— Begin Extract —
Music and Philosophy Blog Entry 3

I know my blogs tend to have nothing to do with the readings and if they do, it is something obscure, but my Q/A’s focus more on the readings and I do not want to be repeating myself. I already repeat myself saying class what is also in my Q/A. I would hate to repeat myself three times.

This week, after watching Dance of the Dead with some friends, I started thinking about the phrase “music soothes the savage beast” In the movie, zombies cease attacking when a band plays their music. I went looking online for the origins of the phrase and here is what I came up with: The phrase is from a 1697 poem, The Mourning Bride by William Congreve. Here is the poem:

Musick has Charms to sooth a savage Beast (in some translations it is ‘breast’),
To soften Rocks, or bend a knotted Oak.
I've read, that things inanimate have mov'd,
And, as with living Souls, have been inform'd,
By Magick Numbers and persuasive Sound.
What then am I? Am I more senseless grown
Than Trees, or Flint? O force of constant Woe!
— End Extract —
— Begin Material for this exercise —
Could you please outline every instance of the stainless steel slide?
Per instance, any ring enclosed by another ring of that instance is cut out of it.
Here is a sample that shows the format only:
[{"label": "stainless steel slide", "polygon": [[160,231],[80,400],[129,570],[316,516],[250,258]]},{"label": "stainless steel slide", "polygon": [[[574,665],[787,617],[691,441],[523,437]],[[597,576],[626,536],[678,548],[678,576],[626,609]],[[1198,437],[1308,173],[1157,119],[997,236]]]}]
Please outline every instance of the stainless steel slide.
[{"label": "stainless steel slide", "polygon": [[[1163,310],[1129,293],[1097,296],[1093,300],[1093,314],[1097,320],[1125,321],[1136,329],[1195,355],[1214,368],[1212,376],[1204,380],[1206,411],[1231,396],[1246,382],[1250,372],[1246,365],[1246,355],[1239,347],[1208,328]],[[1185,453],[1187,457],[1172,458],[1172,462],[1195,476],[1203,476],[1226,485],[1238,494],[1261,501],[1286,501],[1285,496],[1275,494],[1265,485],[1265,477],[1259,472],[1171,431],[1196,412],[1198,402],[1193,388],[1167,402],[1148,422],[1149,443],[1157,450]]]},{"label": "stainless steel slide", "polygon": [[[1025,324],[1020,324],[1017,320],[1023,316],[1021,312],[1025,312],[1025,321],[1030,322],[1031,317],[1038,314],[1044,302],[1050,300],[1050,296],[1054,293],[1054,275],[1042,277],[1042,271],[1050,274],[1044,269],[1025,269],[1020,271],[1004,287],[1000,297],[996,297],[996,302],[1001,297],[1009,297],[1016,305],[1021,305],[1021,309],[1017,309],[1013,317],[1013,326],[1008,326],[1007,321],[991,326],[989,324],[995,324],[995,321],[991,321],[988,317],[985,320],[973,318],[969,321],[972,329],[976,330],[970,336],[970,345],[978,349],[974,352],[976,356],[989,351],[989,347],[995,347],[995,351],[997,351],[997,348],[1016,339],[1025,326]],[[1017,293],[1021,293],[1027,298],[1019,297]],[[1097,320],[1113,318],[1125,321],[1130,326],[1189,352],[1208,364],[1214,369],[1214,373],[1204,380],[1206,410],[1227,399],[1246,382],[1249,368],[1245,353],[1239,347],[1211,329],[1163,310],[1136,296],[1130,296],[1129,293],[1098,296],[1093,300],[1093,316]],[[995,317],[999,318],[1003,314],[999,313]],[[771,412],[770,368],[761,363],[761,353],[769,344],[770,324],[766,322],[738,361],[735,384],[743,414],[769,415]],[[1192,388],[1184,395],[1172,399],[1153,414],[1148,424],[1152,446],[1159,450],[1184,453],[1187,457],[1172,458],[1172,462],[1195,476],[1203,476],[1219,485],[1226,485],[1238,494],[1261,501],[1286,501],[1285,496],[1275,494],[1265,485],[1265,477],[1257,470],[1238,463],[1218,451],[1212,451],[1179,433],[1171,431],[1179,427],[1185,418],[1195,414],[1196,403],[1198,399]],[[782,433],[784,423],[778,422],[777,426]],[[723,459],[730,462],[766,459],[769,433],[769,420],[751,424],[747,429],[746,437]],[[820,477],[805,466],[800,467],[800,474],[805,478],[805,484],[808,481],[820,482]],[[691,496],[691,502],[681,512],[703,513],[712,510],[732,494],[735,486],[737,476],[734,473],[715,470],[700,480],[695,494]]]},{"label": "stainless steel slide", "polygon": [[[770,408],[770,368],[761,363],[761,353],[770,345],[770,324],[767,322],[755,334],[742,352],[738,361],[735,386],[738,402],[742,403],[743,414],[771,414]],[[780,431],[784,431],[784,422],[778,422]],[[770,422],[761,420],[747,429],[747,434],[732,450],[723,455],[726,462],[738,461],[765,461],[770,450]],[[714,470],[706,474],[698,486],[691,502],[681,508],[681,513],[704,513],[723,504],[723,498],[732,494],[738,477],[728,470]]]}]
— End Material for this exercise —
— Begin Material for this exercise —
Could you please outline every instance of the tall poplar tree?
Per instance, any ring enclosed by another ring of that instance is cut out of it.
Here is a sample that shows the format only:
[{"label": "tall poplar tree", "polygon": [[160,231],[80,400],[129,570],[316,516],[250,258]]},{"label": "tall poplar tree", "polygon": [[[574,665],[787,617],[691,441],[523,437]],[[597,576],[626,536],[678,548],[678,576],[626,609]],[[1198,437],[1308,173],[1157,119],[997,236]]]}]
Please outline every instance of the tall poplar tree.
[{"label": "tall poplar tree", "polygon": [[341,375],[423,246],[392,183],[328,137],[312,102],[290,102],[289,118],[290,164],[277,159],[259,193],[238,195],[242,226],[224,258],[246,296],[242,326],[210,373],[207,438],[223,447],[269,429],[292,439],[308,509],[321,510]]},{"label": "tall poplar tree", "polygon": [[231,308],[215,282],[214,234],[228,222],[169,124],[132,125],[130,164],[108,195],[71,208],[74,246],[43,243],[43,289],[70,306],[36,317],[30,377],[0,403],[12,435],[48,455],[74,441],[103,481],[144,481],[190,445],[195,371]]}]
— End Material for this exercise —
## Tasks and exercises
1. Lay out the records as a Markdown table with the columns Row and Line, starting with the line containing "Could you please outline every instance of the stainless" and going on through the line containing "Please outline every instance of the stainless steel slide.". Number each row and leave out blank lines.
2. Proceed with the blog entry about the phrase "music soothes the savage beast," picking up right after its last line.

## Responses to the exercise
1.
| Row | Line |
|---|---|
| 1 | Could you please outline every instance of the stainless steel slide? |
| 2 | Per instance, any ring enclosed by another ring of that instance is cut out of it. |
| 3 | Here is a sample that shows the format only: |
| 4 | [{"label": "stainless steel slide", "polygon": [[160,231],[80,400],[129,570],[316,516],[250,258]]},{"label": "stainless steel slide", "polygon": [[[574,665],[787,617],[691,441],[523,437]],[[597,576],[626,536],[678,548],[678,576],[626,609]],[[1198,437],[1308,173],[1157,119],[997,236]]]}] |
| 5 | Please outline every instance of the stainless steel slide. |

2.
'Tis not in Harmony to calm my Griefs.
Anselmo sleeps, and is at Peace; last Night
The silent Tomb receiv'd the good Old King;
He and his Sorrows now are safely lodg'd
Within its cold, but hospitable Bosom.
Why am not I at Peace?
It is a very deep and well-written poem. In the original context, the phrase has an entirely different meaning but this poem still has a lot to say about music. Clearly, the Congreve is speaking of music as a mystical thing that is hard to define (and seeing how we have this class, we are still defining). He feels music is metaphysical and full of power. The power to heal, to change the world, and he feels he has no music in his soul. (This just gave me an idea for another blog).

Clearly Congreve is depressed and heartbroken and music the power to fix these problems.

But why do we still say the music can soothe any monster, animal, or damaged person?

Is there any truth to this?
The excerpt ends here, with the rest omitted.